*What to produce:* This exercise calls for retyping every line below exactly, with the images omitted.

(Dataset excerpts begins)

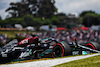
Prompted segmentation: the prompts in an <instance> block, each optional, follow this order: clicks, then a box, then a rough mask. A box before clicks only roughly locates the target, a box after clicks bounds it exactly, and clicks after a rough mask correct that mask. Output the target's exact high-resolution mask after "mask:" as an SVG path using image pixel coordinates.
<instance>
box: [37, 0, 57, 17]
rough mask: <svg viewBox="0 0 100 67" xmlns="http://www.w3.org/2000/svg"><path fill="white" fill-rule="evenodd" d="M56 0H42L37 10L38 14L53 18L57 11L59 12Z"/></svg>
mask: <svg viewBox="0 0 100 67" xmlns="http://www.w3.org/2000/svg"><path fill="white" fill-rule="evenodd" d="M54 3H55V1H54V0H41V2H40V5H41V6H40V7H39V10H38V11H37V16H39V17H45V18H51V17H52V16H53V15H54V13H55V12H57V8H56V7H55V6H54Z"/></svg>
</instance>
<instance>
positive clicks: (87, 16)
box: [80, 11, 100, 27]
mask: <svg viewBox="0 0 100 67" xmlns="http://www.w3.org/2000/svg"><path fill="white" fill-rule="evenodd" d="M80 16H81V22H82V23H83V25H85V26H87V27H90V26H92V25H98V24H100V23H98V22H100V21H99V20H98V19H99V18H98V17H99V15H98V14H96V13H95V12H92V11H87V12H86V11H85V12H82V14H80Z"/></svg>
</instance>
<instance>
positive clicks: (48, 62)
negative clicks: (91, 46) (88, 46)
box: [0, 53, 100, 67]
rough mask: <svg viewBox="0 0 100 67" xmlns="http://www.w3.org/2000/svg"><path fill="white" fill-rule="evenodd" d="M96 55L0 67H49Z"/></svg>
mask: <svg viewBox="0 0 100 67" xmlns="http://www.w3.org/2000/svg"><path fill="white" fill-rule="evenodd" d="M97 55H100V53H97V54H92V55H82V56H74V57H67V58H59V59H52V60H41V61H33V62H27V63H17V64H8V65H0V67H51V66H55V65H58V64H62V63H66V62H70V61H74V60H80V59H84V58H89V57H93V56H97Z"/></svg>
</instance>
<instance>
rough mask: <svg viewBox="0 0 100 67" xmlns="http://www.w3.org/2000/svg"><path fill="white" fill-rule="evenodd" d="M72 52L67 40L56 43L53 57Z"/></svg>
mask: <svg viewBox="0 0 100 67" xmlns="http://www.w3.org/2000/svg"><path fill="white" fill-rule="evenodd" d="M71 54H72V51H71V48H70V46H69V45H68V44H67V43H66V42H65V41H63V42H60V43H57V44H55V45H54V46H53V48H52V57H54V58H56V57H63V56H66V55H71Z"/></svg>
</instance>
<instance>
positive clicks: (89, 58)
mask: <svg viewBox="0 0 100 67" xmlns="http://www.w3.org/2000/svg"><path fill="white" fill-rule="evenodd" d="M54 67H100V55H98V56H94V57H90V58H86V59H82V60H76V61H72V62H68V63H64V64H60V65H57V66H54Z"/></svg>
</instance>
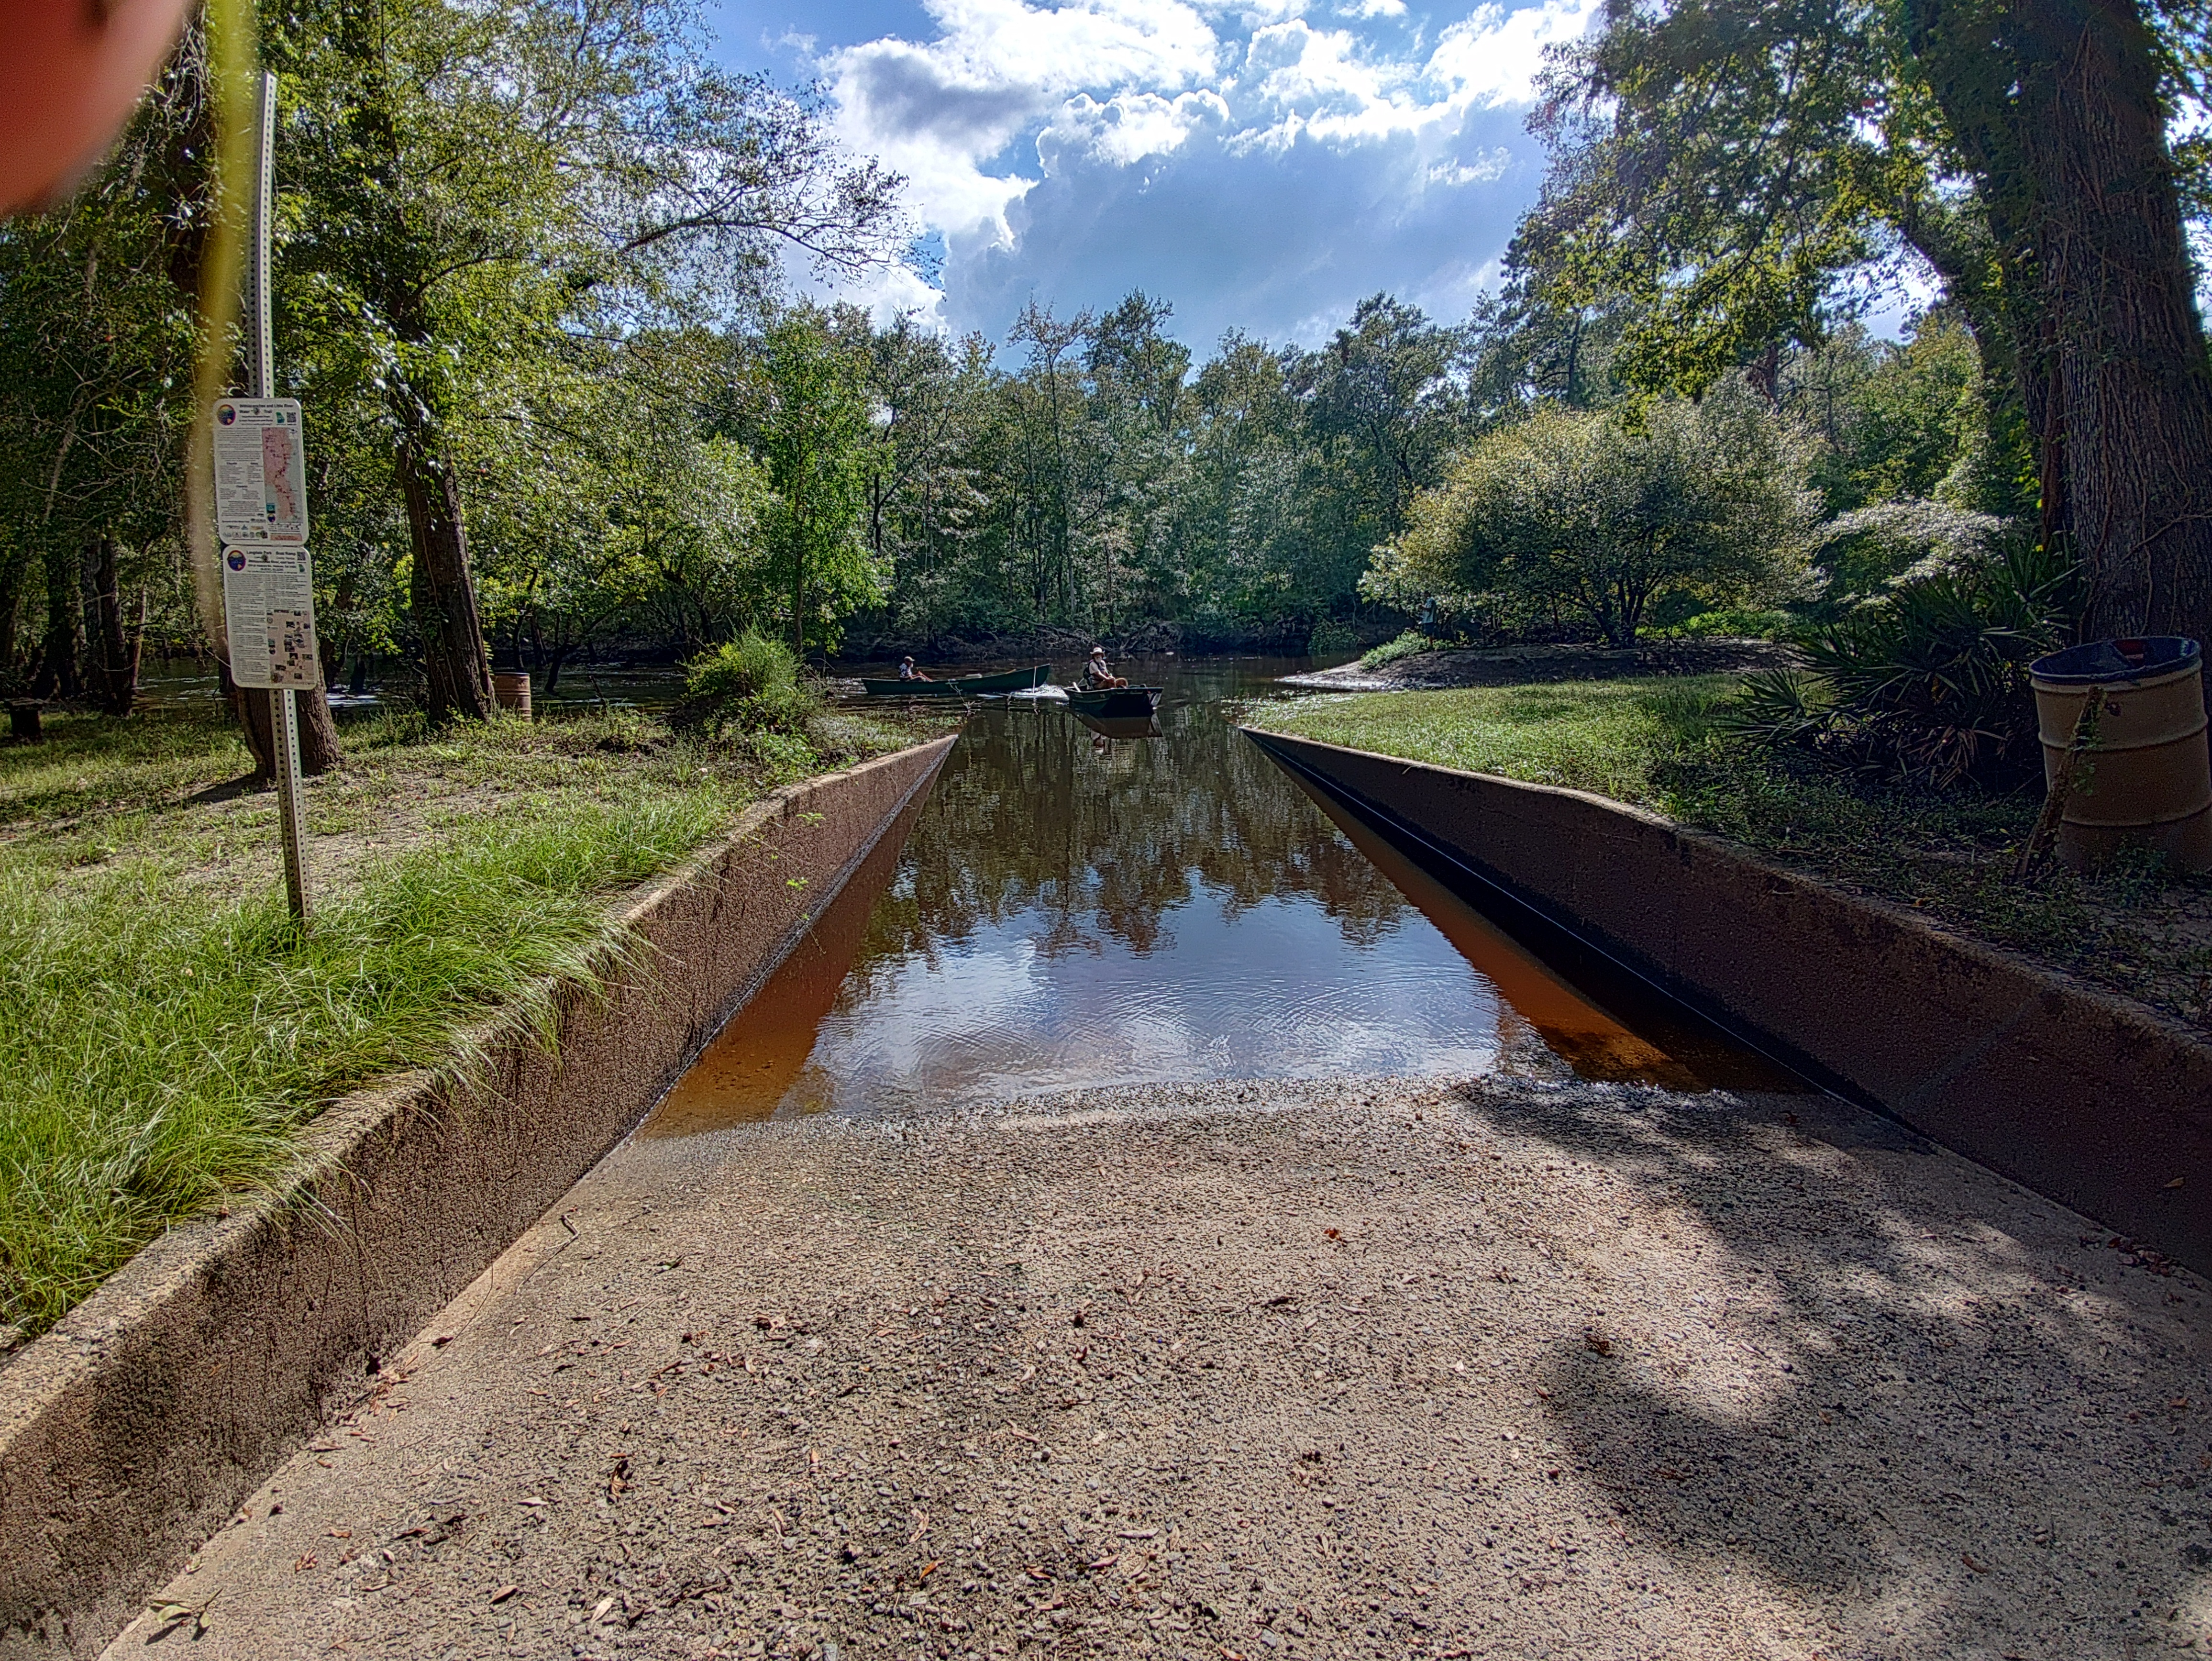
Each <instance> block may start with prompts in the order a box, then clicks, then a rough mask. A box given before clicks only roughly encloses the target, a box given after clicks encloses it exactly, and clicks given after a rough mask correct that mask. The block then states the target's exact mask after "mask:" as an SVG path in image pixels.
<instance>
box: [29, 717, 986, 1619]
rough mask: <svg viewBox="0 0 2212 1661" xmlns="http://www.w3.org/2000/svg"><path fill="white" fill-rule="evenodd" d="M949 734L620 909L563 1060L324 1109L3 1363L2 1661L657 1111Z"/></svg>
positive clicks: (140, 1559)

(Dataset excerpts ends)

*Expected answer:*
Prompted segmentation: the prompts in an <instance> block, each optional, follow this order: clicks, then a box, then a rough mask. A box before clicks only roughly locates the target, a box after clicks bounds it exactly, and clicks after a rough mask correct that mask. Output the target's exact high-resolution mask after "mask:" as an SVG path using image pixel coordinates.
<instance>
box: [37, 0, 57, 17]
rough mask: <svg viewBox="0 0 100 67" xmlns="http://www.w3.org/2000/svg"><path fill="white" fill-rule="evenodd" d="M56 0H42L37 10L38 14L53 18L57 11L59 12Z"/></svg>
mask: <svg viewBox="0 0 100 67" xmlns="http://www.w3.org/2000/svg"><path fill="white" fill-rule="evenodd" d="M54 3H55V1H54V0H41V2H40V5H41V6H40V7H39V10H38V11H37V16H39V17H45V18H51V17H52V16H53V15H54V13H55V12H57V8H56V7H55V6H54Z"/></svg>
</instance>
<instance>
positive clicks: (87, 16)
box: [80, 11, 100, 27]
mask: <svg viewBox="0 0 100 67" xmlns="http://www.w3.org/2000/svg"><path fill="white" fill-rule="evenodd" d="M80 16H81V22H82V23H83V25H85V26H87V27H90V26H92V25H98V24H100V23H98V22H100V21H99V20H98V19H99V18H98V17H99V15H98V14H96V13H95V12H92V11H87V12H86V11H85V12H82V14H80Z"/></svg>
</instance>
<instance>
positive clicks: (48, 62)
negative clicks: (91, 46) (88, 46)
box: [0, 53, 100, 67]
rough mask: <svg viewBox="0 0 100 67" xmlns="http://www.w3.org/2000/svg"><path fill="white" fill-rule="evenodd" d="M96 55L0 67H49Z"/></svg>
mask: <svg viewBox="0 0 100 67" xmlns="http://www.w3.org/2000/svg"><path fill="white" fill-rule="evenodd" d="M97 55H100V53H97V54H92V55H82V56H74V57H67V58H59V59H52V60H41V61H33V62H27V63H17V64H8V65H0V67H51V66H55V65H58V64H62V63H66V62H70V61H74V60H80V59H84V58H89V57H93V56H97Z"/></svg>
</instance>
<instance>
rough mask: <svg viewBox="0 0 100 67" xmlns="http://www.w3.org/2000/svg"><path fill="white" fill-rule="evenodd" d="M72 52L67 40L56 43L53 57Z"/></svg>
mask: <svg viewBox="0 0 100 67" xmlns="http://www.w3.org/2000/svg"><path fill="white" fill-rule="evenodd" d="M71 54H72V51H71V48H70V46H69V45H68V44H67V43H66V42H65V41H63V42H60V43H57V44H55V45H54V46H53V48H52V57H54V58H56V57H63V56H66V55H71Z"/></svg>
</instance>
<instance>
positive clicks: (89, 58)
mask: <svg viewBox="0 0 100 67" xmlns="http://www.w3.org/2000/svg"><path fill="white" fill-rule="evenodd" d="M54 67H100V55H98V56H94V57H90V58H86V59H82V60H76V61H72V62H68V63H64V64H60V65H57V66H54Z"/></svg>
</instance>
Each <instance> block may start with prompts in the order a box, then clicks, then a rough mask. A box given before clicks only roughly encloses the target, a box given after clicks encloses it exactly, and clicks given after a rough mask correct that mask. The block then states the target's exact mask after "mask:" as an SVG path in image pixels.
<instance>
box: [29, 717, 986, 1619]
rough mask: <svg viewBox="0 0 2212 1661" xmlns="http://www.w3.org/2000/svg"><path fill="white" fill-rule="evenodd" d="M949 734L620 909L563 1060L324 1109L3 1363L2 1661L657 1111Z"/></svg>
positive clicks: (140, 1559)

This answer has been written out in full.